* **Problem**
Set the listing down again in full, word for word, with the pictures left out.

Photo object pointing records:
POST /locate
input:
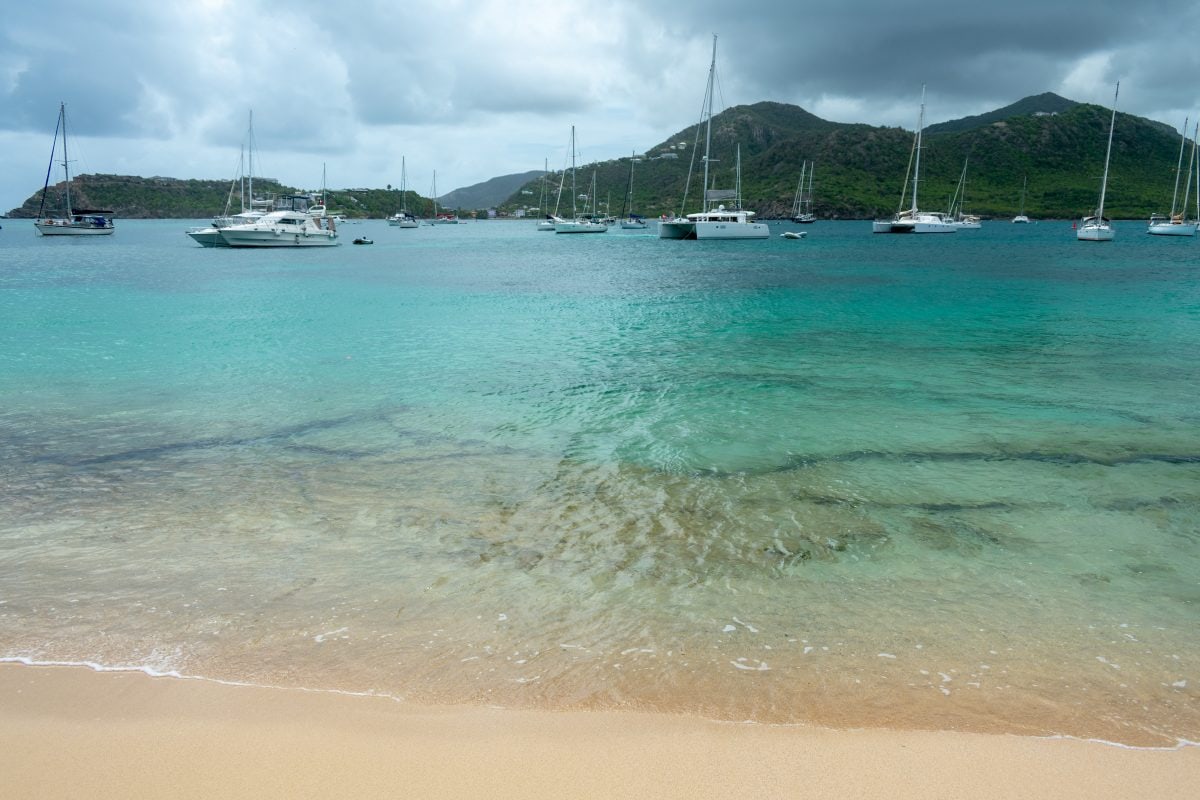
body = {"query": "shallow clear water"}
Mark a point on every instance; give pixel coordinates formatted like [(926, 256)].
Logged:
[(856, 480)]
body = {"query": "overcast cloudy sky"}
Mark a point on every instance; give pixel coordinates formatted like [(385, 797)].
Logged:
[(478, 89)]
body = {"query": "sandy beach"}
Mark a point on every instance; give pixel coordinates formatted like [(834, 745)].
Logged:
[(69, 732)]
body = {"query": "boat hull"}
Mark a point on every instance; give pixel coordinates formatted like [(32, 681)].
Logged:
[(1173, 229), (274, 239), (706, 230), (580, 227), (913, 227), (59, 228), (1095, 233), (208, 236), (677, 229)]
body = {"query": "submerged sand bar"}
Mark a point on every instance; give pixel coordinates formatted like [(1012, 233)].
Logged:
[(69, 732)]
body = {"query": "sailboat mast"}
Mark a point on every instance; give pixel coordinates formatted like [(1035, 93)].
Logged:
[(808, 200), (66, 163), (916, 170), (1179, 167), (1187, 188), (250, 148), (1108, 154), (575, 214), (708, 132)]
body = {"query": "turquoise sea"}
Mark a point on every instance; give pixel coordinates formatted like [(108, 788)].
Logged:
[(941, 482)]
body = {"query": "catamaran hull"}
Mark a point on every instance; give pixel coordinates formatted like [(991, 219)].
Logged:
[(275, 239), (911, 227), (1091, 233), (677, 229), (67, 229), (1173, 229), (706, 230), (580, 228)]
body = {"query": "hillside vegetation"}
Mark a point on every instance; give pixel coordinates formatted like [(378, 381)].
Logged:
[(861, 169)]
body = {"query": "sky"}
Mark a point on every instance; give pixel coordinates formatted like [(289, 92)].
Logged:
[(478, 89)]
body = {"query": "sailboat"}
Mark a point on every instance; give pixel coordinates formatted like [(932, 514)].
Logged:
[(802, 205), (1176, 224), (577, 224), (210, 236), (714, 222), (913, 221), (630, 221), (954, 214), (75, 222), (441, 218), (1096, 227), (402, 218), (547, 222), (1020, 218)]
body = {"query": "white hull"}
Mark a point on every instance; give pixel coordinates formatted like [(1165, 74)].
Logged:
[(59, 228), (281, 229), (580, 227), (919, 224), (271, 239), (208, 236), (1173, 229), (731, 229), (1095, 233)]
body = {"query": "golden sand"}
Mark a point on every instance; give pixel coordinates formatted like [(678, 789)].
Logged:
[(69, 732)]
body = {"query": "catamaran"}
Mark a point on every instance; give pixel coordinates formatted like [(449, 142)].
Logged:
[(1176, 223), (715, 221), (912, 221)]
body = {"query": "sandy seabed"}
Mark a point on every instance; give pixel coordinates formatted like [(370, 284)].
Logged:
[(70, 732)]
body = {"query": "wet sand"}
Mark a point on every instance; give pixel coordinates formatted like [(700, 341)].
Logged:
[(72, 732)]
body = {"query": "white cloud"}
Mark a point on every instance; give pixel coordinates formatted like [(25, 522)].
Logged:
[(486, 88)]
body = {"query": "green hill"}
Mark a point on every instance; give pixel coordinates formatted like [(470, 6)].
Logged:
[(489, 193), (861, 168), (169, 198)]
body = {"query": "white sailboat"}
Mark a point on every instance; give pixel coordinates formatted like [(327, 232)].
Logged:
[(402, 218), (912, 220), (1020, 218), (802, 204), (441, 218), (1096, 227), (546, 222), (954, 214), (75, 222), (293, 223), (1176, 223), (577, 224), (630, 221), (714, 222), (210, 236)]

* **Response**
POST /locate
input:
body = {"query": "shallow clear water"}
Mark a point on every instance; give pixel coordinates formatted like [(926, 256)].
Logged:
[(856, 480)]
body = {"query": "overcast cloudy sky"}
Mark a point on every instance; give pixel coordinates formatted like [(385, 797)].
Logged:
[(478, 89)]
body = {"query": "sandy beach"}
Mark a point on every instance; give pixel coordinates formatted like [(834, 745)].
Logged:
[(69, 732)]
body = {"query": "boat hull"}
Mark a point on every instance; give pixel coordinates formatted like [(32, 681)].
Logged:
[(1173, 229), (274, 239), (706, 230), (580, 227), (913, 227), (59, 228), (1095, 233), (208, 236), (677, 229)]
body = {"query": "submerged sand bar"}
Mark a point on every instance; give pixel coordinates formatted like [(1012, 233)].
Logged:
[(69, 732)]
body = {"query": "sailboat mast"}
Mark a point on every instance; give pixel coordinates formatted like [(1035, 93)].
Logged:
[(808, 200), (66, 163), (916, 170), (1179, 167), (1187, 188), (250, 148), (1108, 154), (575, 214), (708, 132)]
body = {"query": "turquoise sea"}
Mark a point on every instance; give pixel coordinates formatted like [(108, 788)].
Logged:
[(941, 482)]
body = {"query": "catamaran hull"}
Mark a point on every instance; give pixel coordinates formatted like [(991, 219)].
Logged:
[(275, 239), (911, 227), (1091, 233), (677, 229), (67, 229), (1173, 229), (706, 230), (580, 228)]
body = {"query": "hillside vegetation"}
Mark a point on every instance; give pixel coordinates formatted like [(378, 381)].
Logged:
[(861, 169)]
body = {"query": "sky"}
Mark a point on every instance; give pixel coordinates formatted like [(289, 92)].
Logged:
[(478, 89)]
body = {"query": "sailboat"}
Mark a point on every instance; give pixel coordinates formatted like [(932, 514)].
Logged:
[(802, 205), (1176, 224), (577, 224), (210, 236), (714, 222), (913, 221), (630, 221), (954, 214), (75, 222), (441, 218), (1096, 227), (402, 218), (547, 222), (1020, 218)]
body = {"query": "white hull"}
Mark a point on every instance; give pixel coordinates formatted like [(1165, 74)].
Logged:
[(59, 228), (281, 229), (580, 227), (919, 224), (271, 239), (208, 236), (1173, 229), (731, 229), (1095, 233)]
body = {"query": "golden sand"}
Mark a point on every instance; give pixel coordinates formatted like [(678, 789)].
Logged:
[(69, 732)]
body = {"query": "catamaran"}
Mark a point on every instance; give pixel coordinates formatted like [(449, 142)].
Logged:
[(1176, 223), (715, 221), (912, 221)]
body = {"query": "sandy seabed"}
Mark a point on every instance; give pixel coordinates formatted like [(370, 284)].
Logged:
[(70, 732)]
body = {"query": "wet sand"}
Mark a point on every instance; give pixel coordinates formatted like [(700, 341)].
Logged:
[(72, 732)]
body = {"query": "white cloud"}
Mark a point on every instance; give pixel coordinates formatted like [(25, 522)].
Logged:
[(486, 88)]
body = {"query": "green hill"}
Mark a point on every instance; give pixel coordinates formatted like [(470, 6)].
Logged:
[(489, 193), (861, 168), (169, 198)]
body = {"query": "white sailboat"}
Mark a point on every instance; give pixel coordinates formatted like [(327, 232)].
Logged:
[(402, 218), (912, 220), (1020, 218), (802, 204), (441, 218), (1096, 227), (546, 222), (954, 214), (75, 222), (293, 223), (1176, 223), (577, 224), (630, 221), (714, 222), (210, 236)]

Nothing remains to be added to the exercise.